- **What to do**
In the copy of the lines below, leave out pictures and print everything else exactly.
━━━ Exercise inputs ━━━
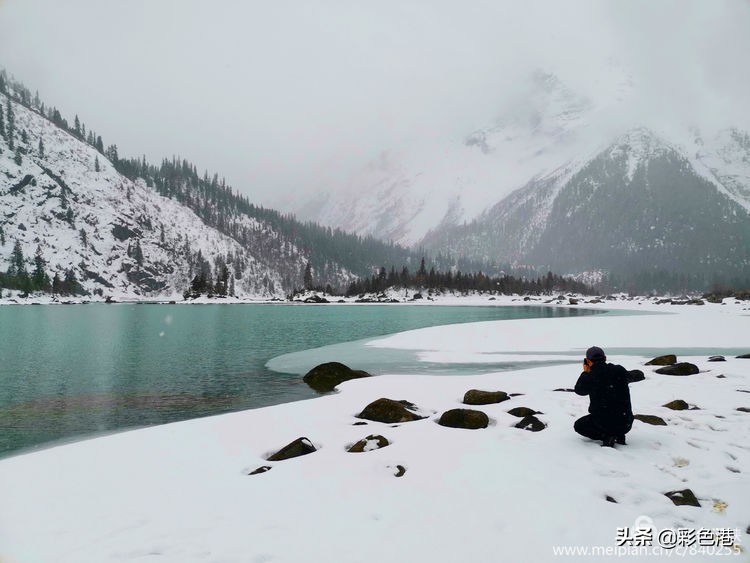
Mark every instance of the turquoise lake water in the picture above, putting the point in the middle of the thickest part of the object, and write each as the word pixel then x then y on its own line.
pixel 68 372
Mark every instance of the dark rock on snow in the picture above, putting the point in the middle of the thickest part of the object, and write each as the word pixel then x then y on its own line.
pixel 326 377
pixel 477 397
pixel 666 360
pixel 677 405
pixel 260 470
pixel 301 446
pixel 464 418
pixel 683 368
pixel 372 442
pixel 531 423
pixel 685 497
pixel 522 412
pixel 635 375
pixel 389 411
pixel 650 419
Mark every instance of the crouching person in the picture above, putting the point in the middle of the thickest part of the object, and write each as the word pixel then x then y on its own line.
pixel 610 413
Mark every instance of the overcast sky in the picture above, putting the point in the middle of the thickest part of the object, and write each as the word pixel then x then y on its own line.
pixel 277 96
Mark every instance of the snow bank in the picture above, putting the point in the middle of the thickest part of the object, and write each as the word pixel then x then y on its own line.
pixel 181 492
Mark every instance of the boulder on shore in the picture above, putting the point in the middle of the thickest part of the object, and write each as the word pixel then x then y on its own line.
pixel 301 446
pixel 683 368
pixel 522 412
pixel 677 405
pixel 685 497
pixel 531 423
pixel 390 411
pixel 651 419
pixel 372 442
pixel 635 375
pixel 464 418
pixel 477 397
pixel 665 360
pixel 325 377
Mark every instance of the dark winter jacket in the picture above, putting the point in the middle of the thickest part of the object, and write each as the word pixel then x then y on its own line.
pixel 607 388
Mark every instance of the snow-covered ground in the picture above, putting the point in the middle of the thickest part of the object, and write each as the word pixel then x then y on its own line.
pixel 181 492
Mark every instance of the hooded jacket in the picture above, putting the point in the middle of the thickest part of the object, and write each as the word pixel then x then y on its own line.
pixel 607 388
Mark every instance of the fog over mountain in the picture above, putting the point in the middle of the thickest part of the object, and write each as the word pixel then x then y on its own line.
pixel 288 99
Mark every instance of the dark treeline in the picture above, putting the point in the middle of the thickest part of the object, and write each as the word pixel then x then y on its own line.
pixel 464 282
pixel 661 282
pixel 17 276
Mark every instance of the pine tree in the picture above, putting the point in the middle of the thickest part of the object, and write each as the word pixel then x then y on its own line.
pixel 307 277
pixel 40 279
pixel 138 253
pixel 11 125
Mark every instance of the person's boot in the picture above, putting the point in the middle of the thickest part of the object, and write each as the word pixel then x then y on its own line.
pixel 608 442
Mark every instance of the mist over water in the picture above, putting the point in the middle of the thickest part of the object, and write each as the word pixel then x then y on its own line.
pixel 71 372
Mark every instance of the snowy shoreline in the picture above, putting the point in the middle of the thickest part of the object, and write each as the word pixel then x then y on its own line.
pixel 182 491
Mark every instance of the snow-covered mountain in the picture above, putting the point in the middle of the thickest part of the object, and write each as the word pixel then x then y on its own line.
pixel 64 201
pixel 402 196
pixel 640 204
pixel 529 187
━━━
- **Answer for the task**
Mark every instance of the turquoise lake water in the picture above, putting the point in the middle of the thickest part of the object, and write each as the word pixel then x then y on its own line.
pixel 68 372
Mark every instance of the dark rock on snow in the picture above, putting the point in the middle of the thickest part of the object, and write each as the word pixel then x then y on its own line.
pixel 326 377
pixel 477 397
pixel 666 360
pixel 677 405
pixel 260 470
pixel 301 446
pixel 464 418
pixel 683 368
pixel 372 442
pixel 531 423
pixel 685 497
pixel 522 412
pixel 635 375
pixel 389 411
pixel 650 419
Mark every instance of the crouching person in the picture above, putting the point in the middle of the thickest part of the object, and write each as the word pixel then x then y on its own line.
pixel 610 413
Mark every instance of the overcast sky in the picture above, putting the point in the middle of the thickest part of the object, and write each as the word pixel then x then y on its own line.
pixel 277 96
Mark every instance of the snow bank in the picture above, putting the point in the middle of the thickest part of the object, and write each as the word pixel then x then y on its own line.
pixel 181 492
Mark every instance of the boulder on shore in the picture above, putting the point in the middle of the thickest part of the object, and write each as the word pixel then x then y on its own line.
pixel 301 446
pixel 683 368
pixel 522 412
pixel 677 405
pixel 685 497
pixel 531 423
pixel 390 411
pixel 651 419
pixel 372 442
pixel 635 375
pixel 464 418
pixel 477 397
pixel 665 360
pixel 325 377
Mark every instance of the dark winter jacket in the picture above, putting the point in the middle of the thickest part of the object, and write each as the word pixel then x then y on its own line.
pixel 607 388
Mark every instance of the snow-covered ground in the picture above, putting the point in the middle of the thickest part of the object, and write each as the word pixel then x then y on its own line.
pixel 181 492
Mark every instance of the hooded jacket in the picture above, putting the point in the middle of the thickest part of the object, and write each as the word pixel then x then y on its own line.
pixel 607 388
Mark every instance of the fog over mountain in the picture above, putting the point in the middle of the thickest part of the object, and write each as the word pixel then x then y on its own line.
pixel 288 99
Mark every instance of the dark treeline in the picture above, putting the point in the middle of the thickest part of the object, and write each as the word pixel then x then y on its own line.
pixel 464 282
pixel 661 282
pixel 17 276
Mark every instance of the pine tree in the picture above, putting the point in the middle of the thickest part of the object, and write each as the word pixel then x then y on its own line.
pixel 307 277
pixel 40 279
pixel 138 253
pixel 11 125
Mark every instance of the person's boot in the picture above, putting the point in the middle of the thickest part of the object, and write each as the word pixel then x then y on its own line.
pixel 608 442
Mark every instance of the mist over water in the picture above, putting the point in the middle of the thickest part of the object, and write each as the word pixel then x then y on its own line.
pixel 71 372
Mark every instance of the snowy shoreline in the picture above, putting the point in the middle of the thickest part of the object, and write each as the word pixel then x then y on its own line.
pixel 182 491
Mark every instance of the snow-covered mountain in the picture above, putting the point in the middle of the thickest part of the object, and write each as the word pixel then x then y on its own line.
pixel 64 201
pixel 402 196
pixel 640 204
pixel 529 187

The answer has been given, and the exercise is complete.